**EXERCISE**
Only the lines from the one containing "Identify a point for each instance of the building" to the end of the records belong in the output; print them exactly.

■ ■ ■ ■

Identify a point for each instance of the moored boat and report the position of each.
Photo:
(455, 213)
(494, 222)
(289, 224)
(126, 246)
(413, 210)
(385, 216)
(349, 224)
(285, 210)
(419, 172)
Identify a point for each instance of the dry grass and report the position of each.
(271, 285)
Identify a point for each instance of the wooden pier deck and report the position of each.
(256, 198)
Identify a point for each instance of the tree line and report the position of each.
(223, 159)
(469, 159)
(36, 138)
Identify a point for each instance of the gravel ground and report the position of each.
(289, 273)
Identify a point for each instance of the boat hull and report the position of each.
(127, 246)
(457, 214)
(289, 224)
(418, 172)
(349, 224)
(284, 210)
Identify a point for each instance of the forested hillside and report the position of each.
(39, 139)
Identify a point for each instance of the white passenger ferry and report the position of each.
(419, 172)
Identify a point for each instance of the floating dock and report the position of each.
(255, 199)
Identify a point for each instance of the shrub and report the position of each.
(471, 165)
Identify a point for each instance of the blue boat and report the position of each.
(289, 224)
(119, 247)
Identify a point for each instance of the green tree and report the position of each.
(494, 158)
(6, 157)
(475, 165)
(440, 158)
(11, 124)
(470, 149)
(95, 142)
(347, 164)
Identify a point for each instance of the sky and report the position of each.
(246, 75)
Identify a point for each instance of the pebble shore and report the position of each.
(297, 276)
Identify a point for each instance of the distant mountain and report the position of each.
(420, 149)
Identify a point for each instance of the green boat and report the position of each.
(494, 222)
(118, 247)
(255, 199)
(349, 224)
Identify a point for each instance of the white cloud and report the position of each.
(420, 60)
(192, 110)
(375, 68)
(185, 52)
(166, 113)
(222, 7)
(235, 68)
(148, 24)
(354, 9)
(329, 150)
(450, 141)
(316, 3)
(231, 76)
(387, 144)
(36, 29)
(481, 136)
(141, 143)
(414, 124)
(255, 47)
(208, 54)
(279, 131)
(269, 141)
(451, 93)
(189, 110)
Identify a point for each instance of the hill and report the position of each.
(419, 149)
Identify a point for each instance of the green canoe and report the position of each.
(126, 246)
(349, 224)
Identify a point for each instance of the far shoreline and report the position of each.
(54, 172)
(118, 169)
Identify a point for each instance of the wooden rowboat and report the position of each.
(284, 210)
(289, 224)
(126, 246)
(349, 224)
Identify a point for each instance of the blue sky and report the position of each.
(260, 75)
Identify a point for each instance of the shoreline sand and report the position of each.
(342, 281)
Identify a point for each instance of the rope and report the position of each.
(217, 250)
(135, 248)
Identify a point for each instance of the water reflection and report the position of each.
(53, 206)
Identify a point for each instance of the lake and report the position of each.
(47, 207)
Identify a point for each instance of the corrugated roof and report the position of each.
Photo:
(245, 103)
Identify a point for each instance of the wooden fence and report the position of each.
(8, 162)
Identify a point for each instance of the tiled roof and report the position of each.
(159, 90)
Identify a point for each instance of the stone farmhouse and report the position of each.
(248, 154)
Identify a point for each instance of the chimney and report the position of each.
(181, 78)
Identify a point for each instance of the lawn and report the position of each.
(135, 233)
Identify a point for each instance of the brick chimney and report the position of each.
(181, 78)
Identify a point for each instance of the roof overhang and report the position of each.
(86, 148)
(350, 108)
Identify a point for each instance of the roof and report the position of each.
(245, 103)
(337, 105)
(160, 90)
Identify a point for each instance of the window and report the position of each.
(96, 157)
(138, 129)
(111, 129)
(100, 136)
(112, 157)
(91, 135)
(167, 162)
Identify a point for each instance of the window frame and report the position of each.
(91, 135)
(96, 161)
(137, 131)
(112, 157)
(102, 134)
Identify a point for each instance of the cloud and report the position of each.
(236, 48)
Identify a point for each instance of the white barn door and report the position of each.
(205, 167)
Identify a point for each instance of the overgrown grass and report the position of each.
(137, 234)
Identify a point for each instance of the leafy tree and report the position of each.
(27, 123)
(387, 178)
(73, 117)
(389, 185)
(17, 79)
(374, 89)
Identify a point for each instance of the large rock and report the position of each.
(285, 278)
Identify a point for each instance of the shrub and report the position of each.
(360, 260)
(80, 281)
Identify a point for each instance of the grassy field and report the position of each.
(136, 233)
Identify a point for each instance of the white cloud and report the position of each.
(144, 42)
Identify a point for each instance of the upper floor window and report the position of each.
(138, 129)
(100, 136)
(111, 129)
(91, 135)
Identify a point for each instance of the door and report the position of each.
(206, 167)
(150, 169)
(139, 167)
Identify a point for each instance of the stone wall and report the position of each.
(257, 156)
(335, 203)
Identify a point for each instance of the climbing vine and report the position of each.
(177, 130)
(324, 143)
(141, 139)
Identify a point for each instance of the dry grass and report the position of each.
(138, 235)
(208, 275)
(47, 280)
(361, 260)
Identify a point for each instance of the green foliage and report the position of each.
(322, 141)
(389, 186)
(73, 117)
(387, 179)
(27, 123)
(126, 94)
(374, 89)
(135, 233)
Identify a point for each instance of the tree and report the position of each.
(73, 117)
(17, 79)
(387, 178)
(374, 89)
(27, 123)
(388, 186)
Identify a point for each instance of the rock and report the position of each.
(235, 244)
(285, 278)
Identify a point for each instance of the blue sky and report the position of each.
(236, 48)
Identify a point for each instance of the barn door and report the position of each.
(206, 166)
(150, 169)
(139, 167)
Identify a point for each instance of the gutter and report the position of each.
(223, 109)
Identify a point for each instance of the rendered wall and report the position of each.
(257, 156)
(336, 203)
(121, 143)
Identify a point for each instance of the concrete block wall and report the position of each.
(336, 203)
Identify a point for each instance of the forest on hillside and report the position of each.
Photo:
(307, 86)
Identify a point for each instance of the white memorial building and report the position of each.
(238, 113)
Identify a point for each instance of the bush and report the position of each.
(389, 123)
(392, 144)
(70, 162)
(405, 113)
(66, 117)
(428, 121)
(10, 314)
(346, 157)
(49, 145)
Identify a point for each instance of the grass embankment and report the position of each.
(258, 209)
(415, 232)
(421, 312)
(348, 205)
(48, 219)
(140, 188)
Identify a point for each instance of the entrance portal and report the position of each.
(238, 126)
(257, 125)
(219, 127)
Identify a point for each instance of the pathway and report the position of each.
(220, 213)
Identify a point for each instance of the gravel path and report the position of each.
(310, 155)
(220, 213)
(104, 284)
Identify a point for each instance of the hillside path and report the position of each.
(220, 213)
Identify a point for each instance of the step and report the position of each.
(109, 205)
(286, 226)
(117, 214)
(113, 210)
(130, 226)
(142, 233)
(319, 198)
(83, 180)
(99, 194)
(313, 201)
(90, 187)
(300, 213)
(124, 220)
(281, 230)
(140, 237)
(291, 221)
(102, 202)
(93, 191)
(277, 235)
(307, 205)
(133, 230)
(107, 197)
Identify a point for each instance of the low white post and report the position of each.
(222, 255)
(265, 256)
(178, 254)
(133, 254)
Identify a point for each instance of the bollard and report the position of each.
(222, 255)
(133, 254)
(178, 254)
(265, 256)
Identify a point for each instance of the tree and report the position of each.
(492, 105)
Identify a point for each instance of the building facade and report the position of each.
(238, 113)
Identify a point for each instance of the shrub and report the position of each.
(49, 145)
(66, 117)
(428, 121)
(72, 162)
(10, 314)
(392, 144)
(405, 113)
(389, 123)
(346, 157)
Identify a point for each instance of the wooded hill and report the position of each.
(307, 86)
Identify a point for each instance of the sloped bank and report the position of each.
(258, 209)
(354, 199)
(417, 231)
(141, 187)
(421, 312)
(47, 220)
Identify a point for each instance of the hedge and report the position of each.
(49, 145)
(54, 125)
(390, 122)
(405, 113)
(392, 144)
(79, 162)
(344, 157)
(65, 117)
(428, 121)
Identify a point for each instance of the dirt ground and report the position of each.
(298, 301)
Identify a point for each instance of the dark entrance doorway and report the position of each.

■ ■ ■ ■

**EXERCISE SOLUTION**
Identify a point for each instance of the building facade and report the position of each.
(238, 113)
Identify a point for each instance of the shrub and report the position of each.
(49, 145)
(66, 117)
(428, 121)
(72, 162)
(10, 314)
(392, 144)
(405, 113)
(389, 123)
(346, 157)
Identify a point for each instance of the wooded hill and report the position of each.
(307, 86)
Identify a point for each instance of the sloped bank and report the position of each.
(258, 209)
(354, 199)
(417, 231)
(141, 187)
(421, 312)
(47, 220)
Identify a point for each instance of the hedge and report the position of each.
(49, 145)
(54, 125)
(390, 122)
(405, 113)
(392, 144)
(79, 162)
(344, 157)
(65, 117)
(428, 121)
Identify a point for each instance of the dirt ground and report the position of each.
(298, 301)
Identify a point for each instance of the dark entrance doorway and report the position of each.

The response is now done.